→ Kutipan Teks
----

Penelitian baru dari NTT DATA Inc., penyedia bisnis digital dan layanan TI, mengungkapkan bahwa perusahaan berlomba-lomba untuk mengadopsi AI, tetapi adanya kesenjangan tanggung jawab mengancam kemajuan tersebut. Lebih dari 80% eksekutif mengakui bahwa kepemimpinan, tata kelola, dan kesiapan tenaga kerja tidak mampu mengikuti kemajuan AI sehingga berisiko terhadap investasi, keamanan, dan kepercayaan publik.
Laporan ini, Kesenjangan Tanggung Jawab AI: Mengapa Kepemimpinan adalah Kunci yang Hilang, mengambil wawasan dari lebih dari 2.300 pemimpin C-suite dan pengambil keputusan di 34 negara, menunjukkan perlunya kepemimpinan yang jelas untuk menghubungkan inovasi AI dengan tanggung jawab etis.
Baca Juga: Mengenal Chip Implan Otak Buatan Elon Musk untuk Manusia, Ini 5 Hal yang Perlu Diketahui
"Antusiasme terhadap AI tidak dapat disangkal, tetapi temuan kami menunjukkan bahwa inovasi tanpa tanggung jawab akan meningkatkan risiko. Perusahaan perlu memiliki strategi pengelolaan AI yang jelas dari para pemimpin untuk mengatasi kesenjangan ini—sebelum kemajuan terhenti dan kepercayaan mulai menurun," kata Abhijit Dubey, CEO NTT DATA, Inc., dikutip Jumat (21/2/2025).

----

→ Catatan yang Disediakan
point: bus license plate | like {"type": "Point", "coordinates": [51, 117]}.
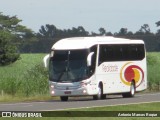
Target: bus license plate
{"type": "Point", "coordinates": [67, 92]}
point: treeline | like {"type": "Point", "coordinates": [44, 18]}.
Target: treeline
{"type": "Point", "coordinates": [49, 34]}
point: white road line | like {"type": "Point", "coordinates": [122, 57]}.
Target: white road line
{"type": "Point", "coordinates": [102, 106]}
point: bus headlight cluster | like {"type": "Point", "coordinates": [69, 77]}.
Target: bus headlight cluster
{"type": "Point", "coordinates": [52, 86]}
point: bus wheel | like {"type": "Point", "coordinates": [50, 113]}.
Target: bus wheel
{"type": "Point", "coordinates": [99, 95]}
{"type": "Point", "coordinates": [132, 91]}
{"type": "Point", "coordinates": [64, 98]}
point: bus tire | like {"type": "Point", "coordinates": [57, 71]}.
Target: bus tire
{"type": "Point", "coordinates": [132, 91]}
{"type": "Point", "coordinates": [100, 93]}
{"type": "Point", "coordinates": [64, 98]}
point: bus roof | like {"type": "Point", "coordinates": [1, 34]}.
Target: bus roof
{"type": "Point", "coordinates": [87, 42]}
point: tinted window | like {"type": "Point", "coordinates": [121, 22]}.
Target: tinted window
{"type": "Point", "coordinates": [121, 52]}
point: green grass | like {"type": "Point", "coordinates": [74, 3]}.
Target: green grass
{"type": "Point", "coordinates": [153, 63]}
{"type": "Point", "coordinates": [23, 79]}
{"type": "Point", "coordinates": [26, 78]}
{"type": "Point", "coordinates": [100, 110]}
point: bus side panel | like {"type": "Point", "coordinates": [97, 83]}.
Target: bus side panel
{"type": "Point", "coordinates": [117, 76]}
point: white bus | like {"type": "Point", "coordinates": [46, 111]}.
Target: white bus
{"type": "Point", "coordinates": [97, 66]}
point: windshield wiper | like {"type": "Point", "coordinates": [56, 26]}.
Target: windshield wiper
{"type": "Point", "coordinates": [59, 78]}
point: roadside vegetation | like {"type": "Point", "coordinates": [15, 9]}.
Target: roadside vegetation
{"type": "Point", "coordinates": [27, 79]}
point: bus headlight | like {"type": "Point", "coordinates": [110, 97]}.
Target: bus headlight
{"type": "Point", "coordinates": [52, 86]}
{"type": "Point", "coordinates": [52, 92]}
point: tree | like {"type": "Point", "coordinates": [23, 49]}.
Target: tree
{"type": "Point", "coordinates": [12, 35]}
{"type": "Point", "coordinates": [158, 25]}
{"type": "Point", "coordinates": [102, 31]}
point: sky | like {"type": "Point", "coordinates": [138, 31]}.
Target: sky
{"type": "Point", "coordinates": [91, 14]}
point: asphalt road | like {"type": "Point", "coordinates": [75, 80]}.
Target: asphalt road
{"type": "Point", "coordinates": [79, 103]}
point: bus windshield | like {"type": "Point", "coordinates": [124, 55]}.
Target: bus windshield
{"type": "Point", "coordinates": [68, 66]}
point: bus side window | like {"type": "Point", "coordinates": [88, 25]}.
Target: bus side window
{"type": "Point", "coordinates": [93, 64]}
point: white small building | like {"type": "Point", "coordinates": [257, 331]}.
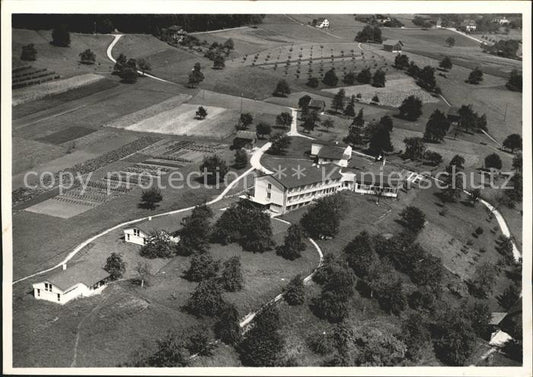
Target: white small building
{"type": "Point", "coordinates": [331, 154]}
{"type": "Point", "coordinates": [321, 23]}
{"type": "Point", "coordinates": [79, 280]}
{"type": "Point", "coordinates": [140, 234]}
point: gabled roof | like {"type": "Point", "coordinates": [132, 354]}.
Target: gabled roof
{"type": "Point", "coordinates": [309, 175]}
{"type": "Point", "coordinates": [332, 152]}
{"type": "Point", "coordinates": [392, 42]}
{"type": "Point", "coordinates": [317, 103]}
{"type": "Point", "coordinates": [246, 135]}
{"type": "Point", "coordinates": [86, 273]}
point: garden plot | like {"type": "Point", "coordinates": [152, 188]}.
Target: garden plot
{"type": "Point", "coordinates": [78, 200]}
{"type": "Point", "coordinates": [54, 87]}
{"type": "Point", "coordinates": [138, 116]}
{"type": "Point", "coordinates": [393, 94]}
{"type": "Point", "coordinates": [181, 121]}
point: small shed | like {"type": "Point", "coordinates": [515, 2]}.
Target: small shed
{"type": "Point", "coordinates": [245, 139]}
{"type": "Point", "coordinates": [393, 45]}
{"type": "Point", "coordinates": [317, 105]}
{"type": "Point", "coordinates": [79, 280]}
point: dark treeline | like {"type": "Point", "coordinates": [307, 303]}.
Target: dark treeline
{"type": "Point", "coordinates": [133, 23]}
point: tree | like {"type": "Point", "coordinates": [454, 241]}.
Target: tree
{"type": "Point", "coordinates": [515, 81]}
{"type": "Point", "coordinates": [458, 161]}
{"type": "Point", "coordinates": [493, 161]}
{"type": "Point", "coordinates": [414, 148]}
{"type": "Point", "coordinates": [328, 123]}
{"type": "Point", "coordinates": [143, 270]}
{"type": "Point", "coordinates": [201, 113]}
{"type": "Point", "coordinates": [310, 120]}
{"type": "Point", "coordinates": [510, 296]}
{"type": "Point", "coordinates": [280, 143]}
{"type": "Point", "coordinates": [401, 61]}
{"type": "Point", "coordinates": [245, 224]}
{"type": "Point", "coordinates": [415, 335]}
{"type": "Point", "coordinates": [426, 78]}
{"type": "Point", "coordinates": [513, 142]}
{"type": "Point", "coordinates": [304, 101]}
{"type": "Point", "coordinates": [411, 108]}
{"type": "Point", "coordinates": [349, 78]}
{"type": "Point", "coordinates": [293, 244]}
{"type": "Point", "coordinates": [150, 197]}
{"type": "Point", "coordinates": [330, 78]}
{"type": "Point", "coordinates": [446, 63]}
{"type": "Point", "coordinates": [29, 53]}
{"type": "Point", "coordinates": [263, 129]}
{"type": "Point", "coordinates": [282, 89]}
{"type": "Point", "coordinates": [338, 100]}
{"type": "Point", "coordinates": [214, 169]}
{"type": "Point", "coordinates": [323, 218]}
{"type": "Point", "coordinates": [364, 77]}
{"type": "Point", "coordinates": [202, 267]}
{"type": "Point", "coordinates": [158, 245]}
{"type": "Point", "coordinates": [241, 159]}
{"type": "Point", "coordinates": [227, 327]}
{"type": "Point", "coordinates": [206, 299]}
{"type": "Point", "coordinates": [295, 291]}
{"type": "Point", "coordinates": [450, 41]}
{"type": "Point", "coordinates": [195, 230]}
{"type": "Point", "coordinates": [475, 77]}
{"type": "Point", "coordinates": [312, 82]}
{"type": "Point", "coordinates": [231, 278]}
{"type": "Point", "coordinates": [284, 119]}
{"type": "Point", "coordinates": [437, 126]}
{"type": "Point", "coordinates": [61, 36]}
{"type": "Point", "coordinates": [386, 122]}
{"type": "Point", "coordinates": [87, 57]}
{"type": "Point", "coordinates": [454, 338]}
{"type": "Point", "coordinates": [263, 343]}
{"type": "Point", "coordinates": [245, 120]}
{"type": "Point", "coordinates": [115, 266]}
{"type": "Point", "coordinates": [129, 75]}
{"type": "Point", "coordinates": [378, 80]}
{"type": "Point", "coordinates": [413, 218]}
{"type": "Point", "coordinates": [360, 254]}
{"type": "Point", "coordinates": [196, 76]}
{"type": "Point", "coordinates": [350, 108]}
{"type": "Point", "coordinates": [483, 281]}
{"type": "Point", "coordinates": [219, 62]}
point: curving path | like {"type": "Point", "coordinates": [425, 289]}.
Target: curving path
{"type": "Point", "coordinates": [110, 56]}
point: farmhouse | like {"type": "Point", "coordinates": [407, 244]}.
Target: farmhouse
{"type": "Point", "coordinates": [469, 25]}
{"type": "Point", "coordinates": [173, 34]}
{"type": "Point", "coordinates": [331, 154]}
{"type": "Point", "coordinates": [393, 45]}
{"type": "Point", "coordinates": [79, 280]}
{"type": "Point", "coordinates": [281, 193]}
{"type": "Point", "coordinates": [245, 139]}
{"type": "Point", "coordinates": [317, 105]}
{"type": "Point", "coordinates": [140, 234]}
{"type": "Point", "coordinates": [321, 23]}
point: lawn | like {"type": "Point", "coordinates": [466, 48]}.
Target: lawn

----

→ Tugas Tertulis
Salin tanpa perubahan bagian teks tentang kesenjangan tanggung jawab AI yang dibuka dengan kata-kata berisi "Laporan ini, Kesenjangan" dan ditutup dengan "tanggung jawab etis.".

→ Jawaban
Laporan ini, Kesenjangan Tanggung Jawab AI: Mengapa Kepemimpinan adalah Kunci yang Hilang, mengambil wawasan dari lebih dari 2.300 pemimpin C-suite dan pengambil keputusan di 34 negara, menunjukkan perlunya kepemimpinan yang jelas untuk menghubungkan inovasi AI dengan tanggung jawab etis.